[Data provided]

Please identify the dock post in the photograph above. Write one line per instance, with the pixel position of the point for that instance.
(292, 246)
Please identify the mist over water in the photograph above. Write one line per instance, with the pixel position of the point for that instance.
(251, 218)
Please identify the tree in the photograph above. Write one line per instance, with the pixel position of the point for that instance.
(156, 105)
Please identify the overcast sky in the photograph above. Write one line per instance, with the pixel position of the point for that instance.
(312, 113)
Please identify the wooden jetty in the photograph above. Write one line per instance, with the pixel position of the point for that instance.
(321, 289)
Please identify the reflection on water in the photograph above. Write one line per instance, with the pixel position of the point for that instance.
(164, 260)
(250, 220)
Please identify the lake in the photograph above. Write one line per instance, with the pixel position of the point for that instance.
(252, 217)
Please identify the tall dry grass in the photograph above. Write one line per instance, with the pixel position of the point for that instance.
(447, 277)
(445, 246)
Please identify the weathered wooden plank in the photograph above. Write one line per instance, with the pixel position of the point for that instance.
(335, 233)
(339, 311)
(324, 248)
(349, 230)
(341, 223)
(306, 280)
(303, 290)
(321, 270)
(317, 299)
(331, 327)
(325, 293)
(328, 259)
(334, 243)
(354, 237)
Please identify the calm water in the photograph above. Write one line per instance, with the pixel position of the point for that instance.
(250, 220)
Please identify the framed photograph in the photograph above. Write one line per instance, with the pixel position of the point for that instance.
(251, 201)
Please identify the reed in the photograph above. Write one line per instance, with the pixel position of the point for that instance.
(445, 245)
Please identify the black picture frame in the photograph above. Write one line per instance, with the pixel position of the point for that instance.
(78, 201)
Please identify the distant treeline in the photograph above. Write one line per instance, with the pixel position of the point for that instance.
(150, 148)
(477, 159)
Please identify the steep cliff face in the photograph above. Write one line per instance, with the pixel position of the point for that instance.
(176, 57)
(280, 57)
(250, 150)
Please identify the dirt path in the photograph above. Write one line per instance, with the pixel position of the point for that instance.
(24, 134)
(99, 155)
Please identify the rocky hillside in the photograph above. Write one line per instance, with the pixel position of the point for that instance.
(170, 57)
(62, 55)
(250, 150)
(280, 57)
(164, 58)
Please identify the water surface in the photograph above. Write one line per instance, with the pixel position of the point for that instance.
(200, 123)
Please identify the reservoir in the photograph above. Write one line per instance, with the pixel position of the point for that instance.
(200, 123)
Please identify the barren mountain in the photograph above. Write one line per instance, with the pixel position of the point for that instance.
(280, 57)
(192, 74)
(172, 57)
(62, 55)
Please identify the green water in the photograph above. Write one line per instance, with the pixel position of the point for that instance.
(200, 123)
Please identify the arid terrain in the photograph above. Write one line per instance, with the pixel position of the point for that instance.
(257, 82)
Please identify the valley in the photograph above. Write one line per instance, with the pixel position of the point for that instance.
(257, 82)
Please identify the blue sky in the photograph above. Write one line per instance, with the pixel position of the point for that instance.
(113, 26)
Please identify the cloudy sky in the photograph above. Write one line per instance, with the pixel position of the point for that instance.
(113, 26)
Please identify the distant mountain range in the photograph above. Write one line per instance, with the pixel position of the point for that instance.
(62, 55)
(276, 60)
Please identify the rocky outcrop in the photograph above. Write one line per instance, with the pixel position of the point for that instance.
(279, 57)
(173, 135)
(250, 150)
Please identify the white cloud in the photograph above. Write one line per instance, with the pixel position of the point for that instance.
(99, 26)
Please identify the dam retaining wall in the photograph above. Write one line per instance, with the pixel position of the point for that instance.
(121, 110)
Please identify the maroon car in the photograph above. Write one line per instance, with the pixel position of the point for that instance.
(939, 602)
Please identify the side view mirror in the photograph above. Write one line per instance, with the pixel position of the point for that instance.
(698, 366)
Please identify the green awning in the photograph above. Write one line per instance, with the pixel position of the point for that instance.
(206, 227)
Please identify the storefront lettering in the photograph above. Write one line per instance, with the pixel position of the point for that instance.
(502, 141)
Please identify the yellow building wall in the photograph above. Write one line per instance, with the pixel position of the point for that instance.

[/Data provided]

### Exercise description
Please copy out the data above exactly.

### Task answer
Please identify the dock post in the photograph above. Write one line per instance, with the pixel position of the point for that instance.
(292, 246)
Please identify the mist over water in the photograph above. Write one line per instance, with the pixel position of the point for that instance.
(251, 218)
Please identify the tree in the photograph above. Write one line per instance, with the pixel position of the point for that instance.
(156, 105)
Please identify the overcast sky in the photograph above. Write one line per instance, with the pixel position of the point for that instance.
(312, 113)
Please identify the wooden jetty in the photograph above. Write one line per instance, with the pixel position of the point for that instance.
(321, 289)
Please identify the reflection on water in the photograph above. Write one line per instance, with the pixel position of the point for that instance.
(164, 260)
(250, 220)
Please identify the lake in the photograph above. Write one line per instance, with the pixel position of the point for that instance.
(252, 217)
Please identify the tall dry grass in the photograph above. Write one line per instance, with the pixel position of the point for that instance.
(447, 277)
(445, 246)
Please identify the weathered wooden plank in the photograph above. Write one line per instance, with the pixel position of the point for that instance.
(335, 233)
(339, 311)
(324, 248)
(349, 230)
(341, 223)
(306, 280)
(303, 290)
(321, 270)
(317, 299)
(331, 327)
(325, 293)
(328, 259)
(334, 243)
(354, 237)
Please identify the calm water in the photograph above. Write one line per instance, with the pixel position of the point for that instance.
(250, 220)
Please identify the framed photograph in the photograph above. Write one line per instance, with the pixel position of the point for that instance.
(251, 201)
Please identify the reed in the photograph above. Write one line per instance, with the pixel position of the point for that instance.
(445, 245)
Please identify the black picture frame in the photograph above. Write one line per instance, with the pixel position of the point for that instance.
(78, 201)
Please identify the distant treeline in the photograph above. Write one line per instance, with the pixel position of the point for that instance.
(150, 148)
(477, 159)
Please identify the steep cliff face in the photograph above. Write one line per instance, with the pixel position of the point for that instance.
(176, 57)
(280, 57)
(250, 150)
Please identify the dirt path in the photograph above. Write one line per instance, with the pixel position of the point for that instance.
(24, 134)
(99, 155)
Please identify the rocky hillside in the photograph above. Write one line per instance, with the pixel position of the point for that instance.
(170, 57)
(62, 55)
(250, 150)
(280, 57)
(164, 58)
Please identify the water surface in the photograph above. Write one line per instance, with the pixel position of the point for that instance.
(200, 123)
Please identify the reservoir in the photograph above. Write one line per instance, with the pixel position of the point for that instance.
(200, 123)
Please identify the barren mountain in the photograph above. Write one line per instance, with the pixel position of the point for that instance.
(280, 57)
(192, 74)
(172, 57)
(62, 55)
Please identify the green water in the photograph above. Write one line per instance, with the pixel position of the point for that instance.
(200, 123)
Please identify the arid terrain in the photograph above. Write one line per instance, with the pixel position of the point for that instance.
(257, 82)
Please identify the valley in the photograph above. Write one line per instance, with the pixel position of the point for that instance.
(257, 82)
Please identify the blue sky in the photograph above. Write one line per instance, with the pixel position of the point for that instance.
(113, 26)
Please identify the cloudy sky in the photograph above. Write one line per instance, with the pixel position of the point for that instance.
(113, 26)
Please identify the distant mountain range in the photograph above. Write one line per instance, with the pixel position of the point for that instance.
(62, 55)
(276, 60)
Please identify the rocky outcrop in the photograph above. Write one line per instance, with the pixel position of the point for that instance.
(279, 57)
(173, 135)
(250, 150)
Please identify the white cloud in the photograph above. Write one line per instance, with the pixel position of the point for that instance.
(99, 26)
Please identify the dam retaining wall in the photograph above. Write one line per instance, with the pixel position of the point for that instance.
(121, 110)
Please identify the maroon car in the photograph above. Write one line per instance, with the pixel position of the point for that instance.
(939, 602)
Please identify the side view mirror in the photograph above. Write one line per instance, with the pixel position of the point for that instance.
(698, 366)
Please identify the green awning in the photograph above. Write one line per instance, with the pixel position of the point for that instance.
(206, 227)
Please identify the storefront lettering in the photograph above. Write one line per instance, with the pixel position of the point for that instance.
(502, 141)
Please identify the yellow building wall in the photograph above. Write one line per instance, with the pixel position of the point for that instance.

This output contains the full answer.